Short problem a: Write out the following lines from the rows below word for word, starting at the line that contains "An instance of the white sneaker" and ending at the line that contains "424 307 L 424", with both of those lines included.

Text:
** Start **
You're not missing anything obvious... what you're trying to do, on face
value, is not an easy thing to do. In M/R, joining is done based on
partitioning to the same reducer...how can you do that if you have a case
and foo is sent to reducer 1, bar to reducer 2? There's no way to know
where keys should be sent.
That said, there are options.
Option 1: a cross. Undesirable because of data explosion.
Option 2: If one of the data sets is large enough to fit in memory, you can
make a UDF that brings it in, and does the join for you. This is
essentially option 1.
Option 3: Less generically, exploit the join you're actually doing. In the
dummy example, it looks like you're checking if a token is contained in
another string. You could convert this into a join by tokenizing,
flattening, doing the join, etc. I don't know how close your real use case
is to what you posted.
2012/8/29 Mat Kelcey <[EMAIL PROTECTED]>
> Considering the following two relations...
> grunt> querys = load 'query' as (id:int, token:chararray);
> grunt> dump querys
> grunt> documents = load 'document' as (id:int, text:chararray);
> grunt> dump documents;
> (21,foo bar frog)
> (22,hello frog)
> Is is possible to do a join where the query:token is not equal to but
> contained in documents:text ?
> (11,foo,21,foo bar frog)
> (12,bar,21,foo bar frog)
> (13,frog,21,foo bar frog)
> (13,frog,22,hello frog)
> I can certainly do this in Java map/reduce (as we all had to in the
> dark days days before pig) but is there a way to hack this together
> with a custom udf or some other weird join backdoor (customer
> partitioner for a group or something whacky) ???
> It's been a long day, maybe I'm just missing some super obvious..
** End **
Provided entries:
** Start **
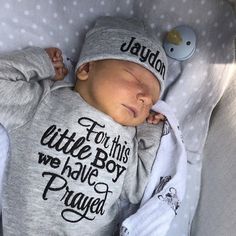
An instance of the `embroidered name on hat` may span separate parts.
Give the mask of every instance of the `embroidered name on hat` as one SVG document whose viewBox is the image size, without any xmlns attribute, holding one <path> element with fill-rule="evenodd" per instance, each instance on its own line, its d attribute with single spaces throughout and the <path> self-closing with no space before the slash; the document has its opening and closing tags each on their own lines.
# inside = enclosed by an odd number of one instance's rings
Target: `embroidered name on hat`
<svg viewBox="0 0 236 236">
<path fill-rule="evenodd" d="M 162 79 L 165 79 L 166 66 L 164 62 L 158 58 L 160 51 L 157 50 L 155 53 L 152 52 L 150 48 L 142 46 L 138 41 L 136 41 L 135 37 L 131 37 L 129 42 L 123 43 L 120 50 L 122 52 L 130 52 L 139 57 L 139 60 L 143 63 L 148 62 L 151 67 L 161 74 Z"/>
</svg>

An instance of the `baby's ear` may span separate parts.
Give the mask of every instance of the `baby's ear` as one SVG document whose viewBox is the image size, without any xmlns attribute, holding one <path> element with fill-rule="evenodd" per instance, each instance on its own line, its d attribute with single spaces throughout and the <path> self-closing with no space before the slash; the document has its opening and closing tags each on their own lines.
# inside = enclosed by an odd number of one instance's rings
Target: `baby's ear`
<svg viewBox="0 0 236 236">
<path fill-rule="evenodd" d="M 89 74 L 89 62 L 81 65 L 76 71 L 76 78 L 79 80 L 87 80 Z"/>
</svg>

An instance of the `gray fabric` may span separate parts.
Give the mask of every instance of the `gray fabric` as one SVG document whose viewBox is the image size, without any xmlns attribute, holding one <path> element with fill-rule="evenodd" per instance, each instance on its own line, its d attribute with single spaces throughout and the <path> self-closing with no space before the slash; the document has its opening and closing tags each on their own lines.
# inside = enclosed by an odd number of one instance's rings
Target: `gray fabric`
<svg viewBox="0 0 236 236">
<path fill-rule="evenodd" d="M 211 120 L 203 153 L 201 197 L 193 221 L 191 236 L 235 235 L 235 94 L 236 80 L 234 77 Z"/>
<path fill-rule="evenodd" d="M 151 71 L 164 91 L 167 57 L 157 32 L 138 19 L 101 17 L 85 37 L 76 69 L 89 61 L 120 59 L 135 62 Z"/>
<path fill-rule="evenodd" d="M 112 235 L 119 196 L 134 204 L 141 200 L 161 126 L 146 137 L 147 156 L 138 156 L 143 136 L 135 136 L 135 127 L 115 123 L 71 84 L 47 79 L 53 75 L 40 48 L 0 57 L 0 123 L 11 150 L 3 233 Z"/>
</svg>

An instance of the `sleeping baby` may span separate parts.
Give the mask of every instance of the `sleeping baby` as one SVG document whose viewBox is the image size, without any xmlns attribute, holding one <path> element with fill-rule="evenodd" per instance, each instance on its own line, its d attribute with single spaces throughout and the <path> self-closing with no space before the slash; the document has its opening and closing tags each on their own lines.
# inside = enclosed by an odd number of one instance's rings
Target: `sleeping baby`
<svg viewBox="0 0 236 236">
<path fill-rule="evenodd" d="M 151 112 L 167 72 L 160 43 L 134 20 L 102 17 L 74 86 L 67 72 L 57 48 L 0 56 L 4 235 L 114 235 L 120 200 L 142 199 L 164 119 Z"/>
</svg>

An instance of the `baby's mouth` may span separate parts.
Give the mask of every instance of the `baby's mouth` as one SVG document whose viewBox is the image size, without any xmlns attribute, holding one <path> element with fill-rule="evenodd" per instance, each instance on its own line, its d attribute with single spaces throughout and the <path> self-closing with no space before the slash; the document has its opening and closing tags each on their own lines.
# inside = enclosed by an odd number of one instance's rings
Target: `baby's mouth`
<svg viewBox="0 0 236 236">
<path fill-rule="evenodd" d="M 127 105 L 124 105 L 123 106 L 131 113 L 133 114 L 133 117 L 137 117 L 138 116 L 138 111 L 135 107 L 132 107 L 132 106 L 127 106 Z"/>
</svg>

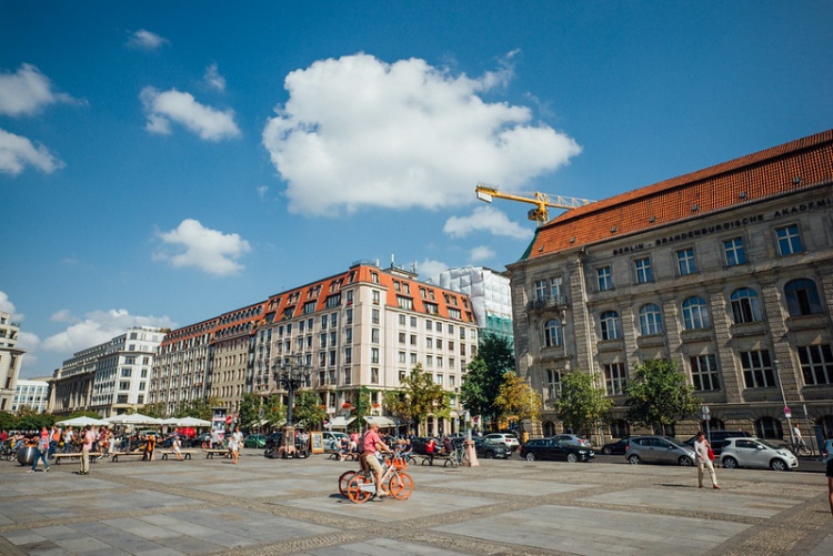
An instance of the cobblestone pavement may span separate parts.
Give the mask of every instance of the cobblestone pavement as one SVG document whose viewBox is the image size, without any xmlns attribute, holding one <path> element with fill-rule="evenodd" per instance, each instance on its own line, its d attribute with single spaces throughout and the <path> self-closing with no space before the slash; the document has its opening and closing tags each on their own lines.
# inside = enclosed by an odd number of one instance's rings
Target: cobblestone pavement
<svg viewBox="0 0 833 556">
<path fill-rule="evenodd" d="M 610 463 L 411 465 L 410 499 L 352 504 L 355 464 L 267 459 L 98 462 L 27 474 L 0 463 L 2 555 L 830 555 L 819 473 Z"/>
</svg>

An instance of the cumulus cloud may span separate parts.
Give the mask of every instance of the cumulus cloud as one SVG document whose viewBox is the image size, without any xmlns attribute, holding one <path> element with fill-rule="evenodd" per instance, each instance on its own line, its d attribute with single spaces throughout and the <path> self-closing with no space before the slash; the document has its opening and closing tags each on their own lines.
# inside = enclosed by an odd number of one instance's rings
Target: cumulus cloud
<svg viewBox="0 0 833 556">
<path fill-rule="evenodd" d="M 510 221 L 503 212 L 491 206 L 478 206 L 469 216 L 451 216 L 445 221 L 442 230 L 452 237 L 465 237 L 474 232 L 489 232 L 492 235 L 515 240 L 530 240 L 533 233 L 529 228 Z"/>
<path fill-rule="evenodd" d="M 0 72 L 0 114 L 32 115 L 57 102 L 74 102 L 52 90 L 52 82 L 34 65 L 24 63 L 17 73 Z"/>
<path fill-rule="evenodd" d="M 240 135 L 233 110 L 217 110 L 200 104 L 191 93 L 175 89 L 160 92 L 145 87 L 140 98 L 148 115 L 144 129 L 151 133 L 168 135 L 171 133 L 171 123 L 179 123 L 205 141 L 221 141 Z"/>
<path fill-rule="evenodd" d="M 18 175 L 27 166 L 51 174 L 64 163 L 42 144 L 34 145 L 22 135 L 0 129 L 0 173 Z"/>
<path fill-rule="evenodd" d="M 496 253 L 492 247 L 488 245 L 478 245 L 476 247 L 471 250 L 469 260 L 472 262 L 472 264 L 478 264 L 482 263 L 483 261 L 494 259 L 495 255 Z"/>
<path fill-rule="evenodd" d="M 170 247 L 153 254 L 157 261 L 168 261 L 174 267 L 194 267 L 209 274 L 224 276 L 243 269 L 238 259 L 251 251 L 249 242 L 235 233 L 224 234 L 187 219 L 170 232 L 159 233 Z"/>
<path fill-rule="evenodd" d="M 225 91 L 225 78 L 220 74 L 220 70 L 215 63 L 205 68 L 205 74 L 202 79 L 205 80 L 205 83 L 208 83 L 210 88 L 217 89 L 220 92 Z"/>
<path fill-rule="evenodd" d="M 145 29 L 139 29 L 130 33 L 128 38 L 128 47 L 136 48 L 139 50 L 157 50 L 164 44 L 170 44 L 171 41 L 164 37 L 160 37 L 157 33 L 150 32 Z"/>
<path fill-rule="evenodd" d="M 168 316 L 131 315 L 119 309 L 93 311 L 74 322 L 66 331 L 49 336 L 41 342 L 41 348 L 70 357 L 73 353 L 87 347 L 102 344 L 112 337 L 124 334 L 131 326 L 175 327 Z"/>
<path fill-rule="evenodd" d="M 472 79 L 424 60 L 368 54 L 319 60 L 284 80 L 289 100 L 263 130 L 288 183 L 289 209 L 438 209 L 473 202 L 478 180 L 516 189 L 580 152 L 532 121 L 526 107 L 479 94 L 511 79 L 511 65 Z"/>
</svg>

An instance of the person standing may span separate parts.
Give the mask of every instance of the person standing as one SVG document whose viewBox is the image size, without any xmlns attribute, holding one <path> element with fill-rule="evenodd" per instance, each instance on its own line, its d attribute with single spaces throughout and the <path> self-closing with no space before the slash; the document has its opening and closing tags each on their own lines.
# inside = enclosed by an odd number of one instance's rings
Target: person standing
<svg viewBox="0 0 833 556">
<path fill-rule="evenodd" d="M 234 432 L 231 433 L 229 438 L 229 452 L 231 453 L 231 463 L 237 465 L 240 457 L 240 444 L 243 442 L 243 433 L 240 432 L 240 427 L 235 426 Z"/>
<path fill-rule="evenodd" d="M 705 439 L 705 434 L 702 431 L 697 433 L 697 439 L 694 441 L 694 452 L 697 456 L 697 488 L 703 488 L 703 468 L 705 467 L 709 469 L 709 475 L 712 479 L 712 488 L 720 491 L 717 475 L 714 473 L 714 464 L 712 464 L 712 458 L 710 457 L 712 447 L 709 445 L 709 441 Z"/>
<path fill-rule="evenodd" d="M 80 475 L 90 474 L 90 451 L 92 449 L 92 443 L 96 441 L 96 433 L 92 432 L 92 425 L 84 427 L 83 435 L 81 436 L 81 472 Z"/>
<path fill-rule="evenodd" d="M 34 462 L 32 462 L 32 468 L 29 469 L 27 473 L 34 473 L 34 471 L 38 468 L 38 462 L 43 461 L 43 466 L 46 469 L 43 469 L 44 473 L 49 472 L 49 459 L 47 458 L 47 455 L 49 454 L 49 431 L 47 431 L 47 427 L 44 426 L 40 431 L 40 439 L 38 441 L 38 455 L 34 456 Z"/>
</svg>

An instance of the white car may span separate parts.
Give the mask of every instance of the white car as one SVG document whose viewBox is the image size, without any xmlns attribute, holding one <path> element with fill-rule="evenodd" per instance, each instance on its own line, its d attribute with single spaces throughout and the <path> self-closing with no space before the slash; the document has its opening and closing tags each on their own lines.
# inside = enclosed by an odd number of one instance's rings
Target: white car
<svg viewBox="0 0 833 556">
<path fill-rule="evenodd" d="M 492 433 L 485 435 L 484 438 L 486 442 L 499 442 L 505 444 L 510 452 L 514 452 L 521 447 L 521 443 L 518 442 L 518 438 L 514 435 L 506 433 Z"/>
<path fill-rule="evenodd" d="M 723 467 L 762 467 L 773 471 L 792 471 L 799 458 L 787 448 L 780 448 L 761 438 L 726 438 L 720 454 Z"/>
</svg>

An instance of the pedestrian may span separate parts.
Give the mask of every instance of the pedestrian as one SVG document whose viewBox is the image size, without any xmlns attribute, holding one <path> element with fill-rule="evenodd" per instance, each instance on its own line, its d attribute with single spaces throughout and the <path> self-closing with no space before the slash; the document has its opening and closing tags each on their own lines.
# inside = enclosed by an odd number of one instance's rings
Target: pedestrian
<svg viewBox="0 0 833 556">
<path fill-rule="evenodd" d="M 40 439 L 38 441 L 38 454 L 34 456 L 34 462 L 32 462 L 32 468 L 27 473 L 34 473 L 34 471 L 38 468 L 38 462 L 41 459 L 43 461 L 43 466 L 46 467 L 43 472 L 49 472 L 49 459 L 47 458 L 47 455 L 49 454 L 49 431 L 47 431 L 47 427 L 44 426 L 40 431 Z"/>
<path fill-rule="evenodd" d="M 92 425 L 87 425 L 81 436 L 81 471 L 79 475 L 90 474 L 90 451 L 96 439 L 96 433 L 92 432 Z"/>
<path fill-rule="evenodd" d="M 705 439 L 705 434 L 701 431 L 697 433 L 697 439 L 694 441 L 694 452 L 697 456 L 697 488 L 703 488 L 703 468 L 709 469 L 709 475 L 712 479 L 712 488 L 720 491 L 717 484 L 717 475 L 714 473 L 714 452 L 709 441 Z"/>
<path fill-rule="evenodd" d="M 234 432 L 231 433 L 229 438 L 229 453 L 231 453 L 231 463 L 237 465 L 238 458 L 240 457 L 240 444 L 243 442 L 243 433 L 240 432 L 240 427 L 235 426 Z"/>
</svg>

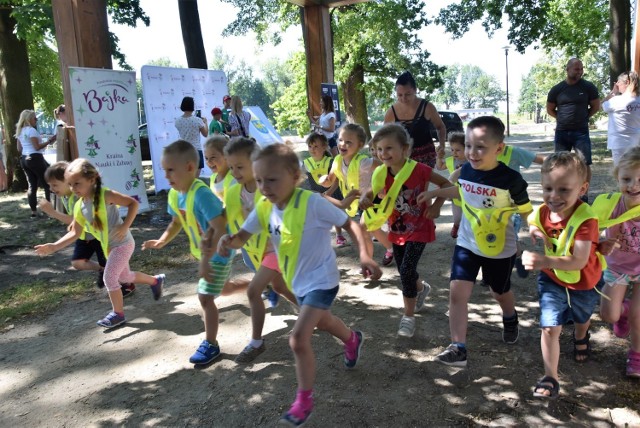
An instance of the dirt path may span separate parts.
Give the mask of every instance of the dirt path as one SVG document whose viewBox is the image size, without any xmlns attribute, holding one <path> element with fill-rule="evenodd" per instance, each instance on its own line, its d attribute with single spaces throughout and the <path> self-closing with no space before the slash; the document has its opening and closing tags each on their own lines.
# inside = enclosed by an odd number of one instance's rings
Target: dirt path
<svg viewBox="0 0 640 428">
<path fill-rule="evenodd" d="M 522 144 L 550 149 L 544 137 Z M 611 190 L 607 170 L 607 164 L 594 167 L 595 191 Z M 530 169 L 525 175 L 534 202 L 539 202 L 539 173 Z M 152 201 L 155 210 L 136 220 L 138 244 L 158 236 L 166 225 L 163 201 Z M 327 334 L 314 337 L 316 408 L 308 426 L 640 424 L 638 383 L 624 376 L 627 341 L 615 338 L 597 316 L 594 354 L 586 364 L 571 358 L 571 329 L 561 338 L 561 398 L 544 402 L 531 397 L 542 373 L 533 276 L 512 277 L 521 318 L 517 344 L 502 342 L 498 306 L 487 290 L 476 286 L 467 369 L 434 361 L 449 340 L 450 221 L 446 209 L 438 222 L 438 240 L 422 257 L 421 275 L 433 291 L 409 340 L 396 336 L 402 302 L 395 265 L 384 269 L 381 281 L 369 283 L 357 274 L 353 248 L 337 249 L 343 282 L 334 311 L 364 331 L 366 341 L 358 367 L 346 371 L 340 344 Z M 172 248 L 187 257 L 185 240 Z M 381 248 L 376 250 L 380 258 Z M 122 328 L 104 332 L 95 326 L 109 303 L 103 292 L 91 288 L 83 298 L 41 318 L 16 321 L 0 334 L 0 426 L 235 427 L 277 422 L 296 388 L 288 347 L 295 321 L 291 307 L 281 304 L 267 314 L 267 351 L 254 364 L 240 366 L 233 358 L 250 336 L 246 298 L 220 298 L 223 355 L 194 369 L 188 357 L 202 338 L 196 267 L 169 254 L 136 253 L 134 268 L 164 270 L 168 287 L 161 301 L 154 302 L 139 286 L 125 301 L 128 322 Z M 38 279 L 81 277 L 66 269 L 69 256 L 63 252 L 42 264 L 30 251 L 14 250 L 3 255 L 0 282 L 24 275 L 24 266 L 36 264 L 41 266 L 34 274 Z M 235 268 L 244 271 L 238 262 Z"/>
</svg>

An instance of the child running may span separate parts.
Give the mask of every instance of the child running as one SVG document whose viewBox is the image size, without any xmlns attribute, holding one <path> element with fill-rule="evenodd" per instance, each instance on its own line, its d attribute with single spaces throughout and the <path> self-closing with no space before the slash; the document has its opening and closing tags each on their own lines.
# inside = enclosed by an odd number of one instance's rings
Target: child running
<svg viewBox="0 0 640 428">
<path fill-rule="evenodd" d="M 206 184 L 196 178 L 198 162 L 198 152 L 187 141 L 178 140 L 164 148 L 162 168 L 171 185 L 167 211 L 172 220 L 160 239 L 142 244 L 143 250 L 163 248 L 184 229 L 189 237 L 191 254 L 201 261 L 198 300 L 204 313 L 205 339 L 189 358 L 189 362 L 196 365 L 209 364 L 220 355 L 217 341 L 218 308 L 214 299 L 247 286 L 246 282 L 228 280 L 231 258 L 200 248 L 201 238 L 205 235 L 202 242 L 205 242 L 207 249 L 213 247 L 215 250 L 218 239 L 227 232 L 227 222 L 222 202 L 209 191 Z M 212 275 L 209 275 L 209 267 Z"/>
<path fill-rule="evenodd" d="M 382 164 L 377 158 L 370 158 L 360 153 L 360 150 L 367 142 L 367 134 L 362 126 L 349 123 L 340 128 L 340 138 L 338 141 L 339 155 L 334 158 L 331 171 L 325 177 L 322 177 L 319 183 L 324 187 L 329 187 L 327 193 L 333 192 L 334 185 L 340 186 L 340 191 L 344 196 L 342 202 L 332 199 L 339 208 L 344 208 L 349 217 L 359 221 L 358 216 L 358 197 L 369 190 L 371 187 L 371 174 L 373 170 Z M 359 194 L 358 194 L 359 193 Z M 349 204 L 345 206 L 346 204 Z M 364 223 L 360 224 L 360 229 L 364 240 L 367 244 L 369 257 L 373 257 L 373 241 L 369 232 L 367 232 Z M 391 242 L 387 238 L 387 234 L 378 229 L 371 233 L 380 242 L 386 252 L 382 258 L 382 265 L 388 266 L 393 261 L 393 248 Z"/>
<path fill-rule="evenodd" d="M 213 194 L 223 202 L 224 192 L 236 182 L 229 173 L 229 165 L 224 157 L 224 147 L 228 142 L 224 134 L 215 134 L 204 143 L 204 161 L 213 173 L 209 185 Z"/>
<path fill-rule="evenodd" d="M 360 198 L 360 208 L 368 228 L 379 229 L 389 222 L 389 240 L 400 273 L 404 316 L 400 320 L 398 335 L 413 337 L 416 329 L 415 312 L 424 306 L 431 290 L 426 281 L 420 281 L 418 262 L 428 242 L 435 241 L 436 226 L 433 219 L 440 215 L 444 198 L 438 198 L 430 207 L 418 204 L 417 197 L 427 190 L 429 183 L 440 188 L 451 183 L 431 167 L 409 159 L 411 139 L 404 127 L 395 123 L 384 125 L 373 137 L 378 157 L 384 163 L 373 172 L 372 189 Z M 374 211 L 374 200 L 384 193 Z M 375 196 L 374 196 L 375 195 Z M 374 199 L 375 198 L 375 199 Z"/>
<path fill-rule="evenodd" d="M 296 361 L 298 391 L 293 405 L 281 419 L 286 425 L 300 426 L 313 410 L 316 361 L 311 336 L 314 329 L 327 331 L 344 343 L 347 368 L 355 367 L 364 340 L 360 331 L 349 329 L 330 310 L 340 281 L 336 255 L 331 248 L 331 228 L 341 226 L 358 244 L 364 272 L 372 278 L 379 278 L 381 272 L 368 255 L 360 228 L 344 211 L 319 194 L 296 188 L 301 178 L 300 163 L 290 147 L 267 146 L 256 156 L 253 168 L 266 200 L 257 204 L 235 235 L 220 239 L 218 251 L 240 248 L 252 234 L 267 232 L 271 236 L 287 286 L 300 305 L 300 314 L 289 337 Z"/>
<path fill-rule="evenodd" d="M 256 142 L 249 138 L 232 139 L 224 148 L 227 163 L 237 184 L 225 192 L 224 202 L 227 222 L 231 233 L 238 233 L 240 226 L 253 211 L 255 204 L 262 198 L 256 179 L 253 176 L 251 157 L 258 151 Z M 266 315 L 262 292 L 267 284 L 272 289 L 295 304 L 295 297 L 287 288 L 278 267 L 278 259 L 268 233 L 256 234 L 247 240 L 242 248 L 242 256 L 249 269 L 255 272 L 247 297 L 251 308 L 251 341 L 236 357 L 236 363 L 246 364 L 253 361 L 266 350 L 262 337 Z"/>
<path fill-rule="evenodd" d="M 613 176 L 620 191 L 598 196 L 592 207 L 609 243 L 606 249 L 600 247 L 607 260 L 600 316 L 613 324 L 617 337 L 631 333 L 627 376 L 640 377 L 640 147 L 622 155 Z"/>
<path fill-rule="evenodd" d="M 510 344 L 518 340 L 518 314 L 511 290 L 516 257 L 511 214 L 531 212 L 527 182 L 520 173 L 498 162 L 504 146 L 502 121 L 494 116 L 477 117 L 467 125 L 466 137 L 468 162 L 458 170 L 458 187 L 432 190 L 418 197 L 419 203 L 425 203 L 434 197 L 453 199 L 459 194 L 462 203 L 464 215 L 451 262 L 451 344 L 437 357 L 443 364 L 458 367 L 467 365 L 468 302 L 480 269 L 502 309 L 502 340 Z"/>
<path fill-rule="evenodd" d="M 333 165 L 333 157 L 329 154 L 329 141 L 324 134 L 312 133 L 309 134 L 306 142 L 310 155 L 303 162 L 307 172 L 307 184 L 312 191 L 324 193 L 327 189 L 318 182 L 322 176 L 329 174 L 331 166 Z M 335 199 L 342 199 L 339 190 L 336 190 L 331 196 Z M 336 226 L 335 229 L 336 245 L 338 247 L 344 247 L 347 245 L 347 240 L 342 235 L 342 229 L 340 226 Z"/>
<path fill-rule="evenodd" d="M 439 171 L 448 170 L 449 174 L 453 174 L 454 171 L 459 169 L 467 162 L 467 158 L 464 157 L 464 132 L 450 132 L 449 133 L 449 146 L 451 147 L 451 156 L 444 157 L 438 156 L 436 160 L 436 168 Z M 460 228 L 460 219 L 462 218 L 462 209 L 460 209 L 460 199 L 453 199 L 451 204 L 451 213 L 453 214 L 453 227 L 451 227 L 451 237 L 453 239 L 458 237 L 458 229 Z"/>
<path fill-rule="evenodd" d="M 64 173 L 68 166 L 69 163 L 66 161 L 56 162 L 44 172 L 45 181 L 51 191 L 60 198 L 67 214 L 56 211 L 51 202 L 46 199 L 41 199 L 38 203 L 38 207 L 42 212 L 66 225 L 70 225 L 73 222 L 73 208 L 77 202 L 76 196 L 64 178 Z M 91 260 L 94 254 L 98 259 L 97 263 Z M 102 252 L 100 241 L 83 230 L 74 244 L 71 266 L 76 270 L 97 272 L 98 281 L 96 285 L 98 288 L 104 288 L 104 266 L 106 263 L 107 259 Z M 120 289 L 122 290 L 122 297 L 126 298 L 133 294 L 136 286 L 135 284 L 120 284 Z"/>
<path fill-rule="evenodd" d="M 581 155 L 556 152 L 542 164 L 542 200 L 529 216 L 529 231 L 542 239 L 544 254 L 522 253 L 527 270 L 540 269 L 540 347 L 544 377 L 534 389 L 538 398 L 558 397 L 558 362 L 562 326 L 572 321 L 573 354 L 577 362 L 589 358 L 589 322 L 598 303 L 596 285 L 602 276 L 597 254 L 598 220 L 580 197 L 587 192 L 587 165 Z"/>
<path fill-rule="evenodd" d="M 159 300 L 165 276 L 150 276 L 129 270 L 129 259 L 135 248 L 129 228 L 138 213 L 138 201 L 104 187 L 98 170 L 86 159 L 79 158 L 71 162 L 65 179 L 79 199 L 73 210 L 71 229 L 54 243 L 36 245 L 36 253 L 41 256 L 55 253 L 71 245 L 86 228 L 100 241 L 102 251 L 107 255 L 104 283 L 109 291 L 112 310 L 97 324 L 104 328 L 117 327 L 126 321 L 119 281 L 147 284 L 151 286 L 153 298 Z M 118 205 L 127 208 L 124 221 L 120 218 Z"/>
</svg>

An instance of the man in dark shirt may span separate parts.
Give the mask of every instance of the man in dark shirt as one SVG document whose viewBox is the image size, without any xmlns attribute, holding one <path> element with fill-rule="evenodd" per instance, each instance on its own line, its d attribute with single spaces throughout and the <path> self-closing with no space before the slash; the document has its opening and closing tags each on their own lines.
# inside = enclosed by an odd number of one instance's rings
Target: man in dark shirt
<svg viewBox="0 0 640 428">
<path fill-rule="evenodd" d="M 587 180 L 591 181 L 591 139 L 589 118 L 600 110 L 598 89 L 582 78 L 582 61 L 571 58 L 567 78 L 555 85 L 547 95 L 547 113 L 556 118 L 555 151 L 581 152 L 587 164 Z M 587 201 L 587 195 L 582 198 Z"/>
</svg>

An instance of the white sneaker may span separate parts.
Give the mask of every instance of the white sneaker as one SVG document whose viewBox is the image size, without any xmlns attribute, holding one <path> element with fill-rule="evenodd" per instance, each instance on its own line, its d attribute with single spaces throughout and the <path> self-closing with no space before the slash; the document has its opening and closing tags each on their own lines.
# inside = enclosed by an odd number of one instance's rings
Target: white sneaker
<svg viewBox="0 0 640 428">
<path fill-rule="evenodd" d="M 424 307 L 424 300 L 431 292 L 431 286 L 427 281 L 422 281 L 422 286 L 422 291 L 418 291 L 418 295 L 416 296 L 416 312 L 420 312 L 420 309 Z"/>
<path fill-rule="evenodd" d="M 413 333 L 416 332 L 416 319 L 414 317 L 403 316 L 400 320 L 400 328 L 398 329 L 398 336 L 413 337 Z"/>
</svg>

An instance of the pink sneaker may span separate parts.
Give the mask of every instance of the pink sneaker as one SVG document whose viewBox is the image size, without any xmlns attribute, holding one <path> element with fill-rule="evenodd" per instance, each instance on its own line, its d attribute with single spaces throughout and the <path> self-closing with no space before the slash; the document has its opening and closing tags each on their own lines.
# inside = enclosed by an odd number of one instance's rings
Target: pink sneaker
** End **
Short problem b: From the forum thread above, copy the passage starting at "2012/8/29 Mat Kelcey" and ending at "(12,bar,21,foo bar frog)" verbatim.

Answer a:
An instance of the white sneaker may span separate parts.
Give the mask of every instance of the white sneaker as one SVG document whose viewBox is the image size, without any xmlns attribute, holding one <path> element with fill-rule="evenodd" per instance, each instance on its own line, its d attribute with single spaces throughout and the <path> self-closing with no space before the slash; the document has its opening and closing tags each on their own lines.
# inside = enclosed by an odd number of one instance's rings
Target: white sneaker
<svg viewBox="0 0 640 428">
<path fill-rule="evenodd" d="M 424 307 L 424 300 L 431 292 L 431 286 L 427 281 L 422 281 L 422 286 L 422 291 L 418 291 L 418 295 L 416 296 L 416 312 L 420 312 L 420 309 Z"/>

Answer b:
2012/8/29 Mat Kelcey <[EMAIL PROTECTED]>
> Considering the following two relations...
> grunt> querys = load 'query' as (id:int, token:chararray);
> grunt> dump querys
> grunt> documents = load 'document' as (id:int, text:chararray);
> grunt> dump documents;
> (21,foo bar frog)
> (22,hello frog)
> Is is possible to do a join where the query:token is not equal to but
> contained in documents:text ?
> (11,foo,21,foo bar frog)
> (12,bar,21,foo bar frog)